▶ _YOUR INSTRUCTIONS_:
Reproduce all the entries beneath this sentence exactly.

[Records from a dataset]
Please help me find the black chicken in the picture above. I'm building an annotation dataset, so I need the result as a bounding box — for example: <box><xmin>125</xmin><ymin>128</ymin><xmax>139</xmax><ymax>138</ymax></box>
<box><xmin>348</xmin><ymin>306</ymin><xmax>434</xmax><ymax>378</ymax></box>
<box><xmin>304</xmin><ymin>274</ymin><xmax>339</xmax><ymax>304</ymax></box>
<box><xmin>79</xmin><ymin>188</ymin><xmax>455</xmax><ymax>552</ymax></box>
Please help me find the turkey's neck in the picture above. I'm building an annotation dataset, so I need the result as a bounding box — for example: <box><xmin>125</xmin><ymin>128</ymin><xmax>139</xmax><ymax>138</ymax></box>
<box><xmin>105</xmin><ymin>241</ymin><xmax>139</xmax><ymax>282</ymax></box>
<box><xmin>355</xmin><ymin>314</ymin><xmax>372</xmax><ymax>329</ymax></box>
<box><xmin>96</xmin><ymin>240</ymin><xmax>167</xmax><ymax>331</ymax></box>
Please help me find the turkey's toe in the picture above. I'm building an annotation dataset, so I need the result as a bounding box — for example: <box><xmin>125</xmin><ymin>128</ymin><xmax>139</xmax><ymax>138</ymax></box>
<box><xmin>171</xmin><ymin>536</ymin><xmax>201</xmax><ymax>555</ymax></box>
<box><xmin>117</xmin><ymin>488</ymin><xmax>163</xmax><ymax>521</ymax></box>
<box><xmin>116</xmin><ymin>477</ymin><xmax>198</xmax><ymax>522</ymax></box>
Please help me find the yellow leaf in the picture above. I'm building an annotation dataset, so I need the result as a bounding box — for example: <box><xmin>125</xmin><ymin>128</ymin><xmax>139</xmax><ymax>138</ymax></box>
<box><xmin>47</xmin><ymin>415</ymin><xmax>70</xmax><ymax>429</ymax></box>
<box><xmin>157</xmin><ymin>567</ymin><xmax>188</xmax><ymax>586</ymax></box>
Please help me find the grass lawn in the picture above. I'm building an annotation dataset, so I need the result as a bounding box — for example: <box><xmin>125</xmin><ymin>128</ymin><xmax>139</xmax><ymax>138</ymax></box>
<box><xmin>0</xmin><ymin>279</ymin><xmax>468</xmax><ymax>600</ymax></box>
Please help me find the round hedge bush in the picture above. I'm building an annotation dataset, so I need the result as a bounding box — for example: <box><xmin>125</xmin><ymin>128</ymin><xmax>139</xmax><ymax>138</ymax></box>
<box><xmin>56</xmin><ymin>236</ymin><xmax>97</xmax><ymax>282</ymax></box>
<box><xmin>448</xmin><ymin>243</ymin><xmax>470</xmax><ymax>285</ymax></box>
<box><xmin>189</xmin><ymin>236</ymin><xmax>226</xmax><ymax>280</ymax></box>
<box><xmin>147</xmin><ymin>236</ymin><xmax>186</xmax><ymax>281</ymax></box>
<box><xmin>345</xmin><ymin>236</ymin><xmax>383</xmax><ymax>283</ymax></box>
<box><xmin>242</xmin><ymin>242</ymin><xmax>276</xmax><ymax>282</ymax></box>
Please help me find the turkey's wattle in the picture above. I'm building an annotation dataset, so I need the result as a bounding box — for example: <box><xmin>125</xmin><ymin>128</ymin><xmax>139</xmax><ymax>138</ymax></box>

▶ _YOUR RESPONSE_:
Please help me find the black chicken in the picture above. I'm building an annotation dataset, so I need the result as a bounding box — for example: <box><xmin>125</xmin><ymin>128</ymin><xmax>139</xmax><ymax>138</ymax></box>
<box><xmin>348</xmin><ymin>306</ymin><xmax>434</xmax><ymax>378</ymax></box>
<box><xmin>304</xmin><ymin>274</ymin><xmax>339</xmax><ymax>304</ymax></box>
<box><xmin>79</xmin><ymin>188</ymin><xmax>455</xmax><ymax>552</ymax></box>
Please help me find the turkey's neck in the picture above. I'm building an annotation dataset, so I need the result as a bounding box — for example: <box><xmin>125</xmin><ymin>128</ymin><xmax>139</xmax><ymax>138</ymax></box>
<box><xmin>105</xmin><ymin>241</ymin><xmax>139</xmax><ymax>282</ymax></box>
<box><xmin>355</xmin><ymin>314</ymin><xmax>372</xmax><ymax>329</ymax></box>
<box><xmin>96</xmin><ymin>240</ymin><xmax>167</xmax><ymax>331</ymax></box>
Please help me find the turkey's toe in the picture above. I'm building an annotation dataset, so I need the result as a bounding box — for example: <box><xmin>125</xmin><ymin>128</ymin><xmax>139</xmax><ymax>138</ymax></box>
<box><xmin>171</xmin><ymin>536</ymin><xmax>201</xmax><ymax>555</ymax></box>
<box><xmin>117</xmin><ymin>488</ymin><xmax>163</xmax><ymax>521</ymax></box>
<box><xmin>116</xmin><ymin>477</ymin><xmax>198</xmax><ymax>522</ymax></box>
Please help me find the yellow leaf in the picture above. I'm building an annotation dataset, so I need the result as a bounding box — for example: <box><xmin>125</xmin><ymin>128</ymin><xmax>139</xmax><ymax>138</ymax></box>
<box><xmin>47</xmin><ymin>415</ymin><xmax>70</xmax><ymax>429</ymax></box>
<box><xmin>157</xmin><ymin>567</ymin><xmax>188</xmax><ymax>586</ymax></box>
Please help me find the grass lawn in the picture above. I'm building an annotation dataset, so I need the result as a bounding box — for example: <box><xmin>125</xmin><ymin>128</ymin><xmax>139</xmax><ymax>138</ymax></box>
<box><xmin>0</xmin><ymin>279</ymin><xmax>468</xmax><ymax>600</ymax></box>
Please help me find the round hedge bush in the picture above. I'm building an annotation dataset, so I need the result as a bounding box — for example: <box><xmin>125</xmin><ymin>128</ymin><xmax>139</xmax><ymax>138</ymax></box>
<box><xmin>56</xmin><ymin>236</ymin><xmax>97</xmax><ymax>282</ymax></box>
<box><xmin>448</xmin><ymin>243</ymin><xmax>470</xmax><ymax>285</ymax></box>
<box><xmin>189</xmin><ymin>236</ymin><xmax>226</xmax><ymax>280</ymax></box>
<box><xmin>147</xmin><ymin>236</ymin><xmax>186</xmax><ymax>281</ymax></box>
<box><xmin>345</xmin><ymin>236</ymin><xmax>383</xmax><ymax>283</ymax></box>
<box><xmin>242</xmin><ymin>242</ymin><xmax>276</xmax><ymax>282</ymax></box>
Please help me find the turkey's wattle in the picture above. I'm building an annotation dataset, so I need the result as a bounding box — for example: <box><xmin>125</xmin><ymin>128</ymin><xmax>139</xmax><ymax>138</ymax></box>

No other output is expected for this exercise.